**Work required**. Copy exactly the lines of the material below that run from the one containing "Where can the bird's back be seen here?" through the one containing "Target: bamboo stalk". Copy no other lines.

* * * * *

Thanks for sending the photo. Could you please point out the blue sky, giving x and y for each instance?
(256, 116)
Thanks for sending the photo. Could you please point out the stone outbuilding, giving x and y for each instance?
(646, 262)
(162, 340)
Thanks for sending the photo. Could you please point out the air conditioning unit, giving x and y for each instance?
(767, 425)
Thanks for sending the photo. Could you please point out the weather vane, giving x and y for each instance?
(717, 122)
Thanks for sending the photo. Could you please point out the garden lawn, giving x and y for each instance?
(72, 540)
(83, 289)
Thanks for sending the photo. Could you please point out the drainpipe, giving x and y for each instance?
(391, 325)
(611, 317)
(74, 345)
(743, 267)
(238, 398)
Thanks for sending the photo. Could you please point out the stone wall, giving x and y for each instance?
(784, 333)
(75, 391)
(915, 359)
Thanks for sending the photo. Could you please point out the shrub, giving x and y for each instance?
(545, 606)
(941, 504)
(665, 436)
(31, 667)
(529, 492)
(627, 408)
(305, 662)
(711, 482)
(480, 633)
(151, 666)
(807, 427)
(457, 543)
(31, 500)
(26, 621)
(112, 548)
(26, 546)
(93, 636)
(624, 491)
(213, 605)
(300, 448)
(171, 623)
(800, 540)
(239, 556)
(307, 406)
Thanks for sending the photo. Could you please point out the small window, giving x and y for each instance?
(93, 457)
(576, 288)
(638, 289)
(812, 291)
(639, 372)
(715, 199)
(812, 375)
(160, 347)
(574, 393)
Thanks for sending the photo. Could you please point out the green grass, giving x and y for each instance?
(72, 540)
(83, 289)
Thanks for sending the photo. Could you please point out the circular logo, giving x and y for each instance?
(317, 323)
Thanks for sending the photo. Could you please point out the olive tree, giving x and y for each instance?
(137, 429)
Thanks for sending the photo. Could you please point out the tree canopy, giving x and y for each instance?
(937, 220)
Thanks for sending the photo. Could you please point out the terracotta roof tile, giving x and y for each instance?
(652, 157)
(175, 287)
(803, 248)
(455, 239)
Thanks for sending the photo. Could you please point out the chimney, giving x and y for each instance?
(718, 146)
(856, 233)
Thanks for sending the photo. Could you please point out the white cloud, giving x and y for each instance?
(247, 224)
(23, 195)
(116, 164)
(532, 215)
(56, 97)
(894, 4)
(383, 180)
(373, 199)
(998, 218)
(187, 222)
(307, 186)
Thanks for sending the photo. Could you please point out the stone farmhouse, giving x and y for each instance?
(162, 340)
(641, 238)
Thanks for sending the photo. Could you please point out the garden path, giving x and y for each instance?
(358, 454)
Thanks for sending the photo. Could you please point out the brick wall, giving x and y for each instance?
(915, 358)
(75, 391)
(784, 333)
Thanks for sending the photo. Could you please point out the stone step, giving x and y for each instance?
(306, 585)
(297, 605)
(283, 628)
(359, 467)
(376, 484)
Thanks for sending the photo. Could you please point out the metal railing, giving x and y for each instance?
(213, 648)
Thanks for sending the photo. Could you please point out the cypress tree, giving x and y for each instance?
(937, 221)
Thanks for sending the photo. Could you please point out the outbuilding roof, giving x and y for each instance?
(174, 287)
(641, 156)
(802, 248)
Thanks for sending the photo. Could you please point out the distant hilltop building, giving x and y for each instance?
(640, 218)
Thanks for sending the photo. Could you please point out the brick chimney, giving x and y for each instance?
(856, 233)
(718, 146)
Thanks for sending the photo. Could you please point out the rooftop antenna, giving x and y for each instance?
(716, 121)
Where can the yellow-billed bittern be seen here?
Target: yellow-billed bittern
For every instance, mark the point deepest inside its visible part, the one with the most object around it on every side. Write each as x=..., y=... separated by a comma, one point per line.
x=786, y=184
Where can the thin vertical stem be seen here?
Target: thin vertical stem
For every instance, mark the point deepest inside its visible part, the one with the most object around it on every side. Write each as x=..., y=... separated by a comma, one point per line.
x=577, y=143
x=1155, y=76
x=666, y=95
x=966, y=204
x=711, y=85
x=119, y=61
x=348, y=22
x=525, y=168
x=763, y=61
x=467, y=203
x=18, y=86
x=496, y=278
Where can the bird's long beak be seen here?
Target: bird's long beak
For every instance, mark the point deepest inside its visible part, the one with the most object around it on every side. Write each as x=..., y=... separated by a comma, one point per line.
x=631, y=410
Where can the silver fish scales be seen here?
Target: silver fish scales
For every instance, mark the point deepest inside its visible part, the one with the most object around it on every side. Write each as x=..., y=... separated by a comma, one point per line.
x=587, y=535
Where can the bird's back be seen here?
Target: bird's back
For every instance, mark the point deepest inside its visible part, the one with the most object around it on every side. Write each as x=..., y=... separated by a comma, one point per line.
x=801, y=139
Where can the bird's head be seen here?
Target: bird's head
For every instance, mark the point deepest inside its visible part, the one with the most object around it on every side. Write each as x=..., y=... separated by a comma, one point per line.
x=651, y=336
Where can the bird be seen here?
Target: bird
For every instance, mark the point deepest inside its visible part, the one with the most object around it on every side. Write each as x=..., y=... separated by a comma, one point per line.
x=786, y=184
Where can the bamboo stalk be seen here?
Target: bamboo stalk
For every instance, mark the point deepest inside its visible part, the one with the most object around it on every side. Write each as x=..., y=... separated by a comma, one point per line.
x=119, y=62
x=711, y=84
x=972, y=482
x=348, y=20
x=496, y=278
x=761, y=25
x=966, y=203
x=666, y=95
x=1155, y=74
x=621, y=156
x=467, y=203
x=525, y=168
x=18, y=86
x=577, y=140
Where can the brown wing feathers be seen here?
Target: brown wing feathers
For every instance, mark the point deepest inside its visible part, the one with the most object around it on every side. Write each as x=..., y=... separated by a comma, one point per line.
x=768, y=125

* * * * *

**Task output**.
Where can the bird's back be seen here?
Target: bird's back
For every instance, mark the point deepest inside its visible part, the one with the most object around it on every side. Write each as x=..., y=... separated by a comma, one point per line.
x=801, y=139
Where can the bird's head be seen here?
Target: bird's head
For every instance, mark the point deepest inside its visible part, the one with the most object around it on every side. Write each as x=..., y=... separated by a comma, one point per line.
x=651, y=336
Where can the bird be seen here?
Target: bird
For every instance, mark the point deepest inside its visible part, the one with the most object around it on every side. Write each as x=..., y=... separated by a comma, one point per line.
x=786, y=184
Where can the bamboo stalk be seen here?
Target: bamboo stalk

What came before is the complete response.